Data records
*** Begin section ***
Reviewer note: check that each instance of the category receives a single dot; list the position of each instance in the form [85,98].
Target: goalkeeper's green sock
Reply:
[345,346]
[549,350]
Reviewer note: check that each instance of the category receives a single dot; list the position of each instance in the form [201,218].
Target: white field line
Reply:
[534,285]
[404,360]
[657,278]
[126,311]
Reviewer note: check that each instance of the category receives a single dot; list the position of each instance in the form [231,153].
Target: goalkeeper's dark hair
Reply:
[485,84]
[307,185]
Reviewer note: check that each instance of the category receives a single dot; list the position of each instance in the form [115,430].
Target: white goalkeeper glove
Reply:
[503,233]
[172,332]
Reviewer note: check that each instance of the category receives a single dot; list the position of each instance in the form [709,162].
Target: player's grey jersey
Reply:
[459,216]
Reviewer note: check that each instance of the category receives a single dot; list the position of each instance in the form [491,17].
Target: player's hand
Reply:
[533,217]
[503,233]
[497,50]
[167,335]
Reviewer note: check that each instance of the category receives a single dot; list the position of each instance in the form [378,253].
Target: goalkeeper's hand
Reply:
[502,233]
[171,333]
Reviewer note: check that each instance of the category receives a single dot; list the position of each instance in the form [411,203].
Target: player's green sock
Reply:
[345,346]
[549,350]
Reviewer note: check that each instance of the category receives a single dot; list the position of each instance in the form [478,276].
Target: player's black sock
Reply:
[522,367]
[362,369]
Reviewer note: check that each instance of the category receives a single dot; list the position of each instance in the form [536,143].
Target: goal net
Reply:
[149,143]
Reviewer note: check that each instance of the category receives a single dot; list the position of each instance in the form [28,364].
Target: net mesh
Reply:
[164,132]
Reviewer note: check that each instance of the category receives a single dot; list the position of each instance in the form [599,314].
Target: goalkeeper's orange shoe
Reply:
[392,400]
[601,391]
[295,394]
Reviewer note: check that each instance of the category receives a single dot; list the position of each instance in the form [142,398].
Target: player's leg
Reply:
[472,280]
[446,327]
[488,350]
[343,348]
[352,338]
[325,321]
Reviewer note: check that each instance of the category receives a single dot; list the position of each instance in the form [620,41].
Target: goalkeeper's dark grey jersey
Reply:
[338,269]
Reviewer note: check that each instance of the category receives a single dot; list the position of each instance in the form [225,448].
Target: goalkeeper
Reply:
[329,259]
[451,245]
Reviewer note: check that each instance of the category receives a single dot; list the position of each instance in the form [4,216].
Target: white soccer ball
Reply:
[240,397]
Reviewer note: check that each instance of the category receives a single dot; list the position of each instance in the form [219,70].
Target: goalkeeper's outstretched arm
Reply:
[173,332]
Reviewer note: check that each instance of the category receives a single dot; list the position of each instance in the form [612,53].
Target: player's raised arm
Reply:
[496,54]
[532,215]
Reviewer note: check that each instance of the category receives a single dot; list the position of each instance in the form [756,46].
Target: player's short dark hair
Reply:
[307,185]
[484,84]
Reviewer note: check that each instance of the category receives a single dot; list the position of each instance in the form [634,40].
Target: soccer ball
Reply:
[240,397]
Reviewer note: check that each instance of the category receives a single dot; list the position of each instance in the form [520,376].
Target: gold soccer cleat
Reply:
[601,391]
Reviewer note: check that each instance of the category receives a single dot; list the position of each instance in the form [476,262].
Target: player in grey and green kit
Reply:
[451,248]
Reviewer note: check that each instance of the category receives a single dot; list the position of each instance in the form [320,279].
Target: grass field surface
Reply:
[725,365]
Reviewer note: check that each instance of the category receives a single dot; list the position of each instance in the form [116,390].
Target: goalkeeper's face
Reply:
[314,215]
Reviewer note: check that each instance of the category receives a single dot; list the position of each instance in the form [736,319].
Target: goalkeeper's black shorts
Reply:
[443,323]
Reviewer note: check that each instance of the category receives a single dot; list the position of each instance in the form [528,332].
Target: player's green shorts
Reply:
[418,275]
*** End section ***
Go through the data, and copy each line in which the word "hair" appears.

Target: goalkeeper's dark hair
Target: player's short dark hair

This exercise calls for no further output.